**Voci da elaborare**
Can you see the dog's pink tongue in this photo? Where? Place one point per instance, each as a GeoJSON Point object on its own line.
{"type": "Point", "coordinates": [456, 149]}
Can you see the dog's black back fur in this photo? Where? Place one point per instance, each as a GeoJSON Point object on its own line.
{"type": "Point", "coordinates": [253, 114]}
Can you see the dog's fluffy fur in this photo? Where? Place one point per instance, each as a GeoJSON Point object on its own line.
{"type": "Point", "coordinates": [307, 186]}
--
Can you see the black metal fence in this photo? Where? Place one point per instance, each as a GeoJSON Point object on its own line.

**Attività da svolgere**
Filtra le voci riportate sopra e copia ogni riga che contiene la stringa "GeoJSON". La distinzione tra maiuscole e minuscole è rilevante.

**Risposta scritta**
Can you see the dog's pink tongue in this photo? Where? Place one point per instance, each as a GeoJSON Point object on its own line.
Can you see the dog's black back fur in this photo? Where? Place one point per instance, each as a GeoJSON Point object on its own line.
Can you see the dog's fluffy fur in this photo? Where? Place one point per instance, each as a GeoJSON Point object on its own line.
Can you see the black metal fence in this photo? Where? Place one point per instance, each as a GeoJSON Point object on its own line.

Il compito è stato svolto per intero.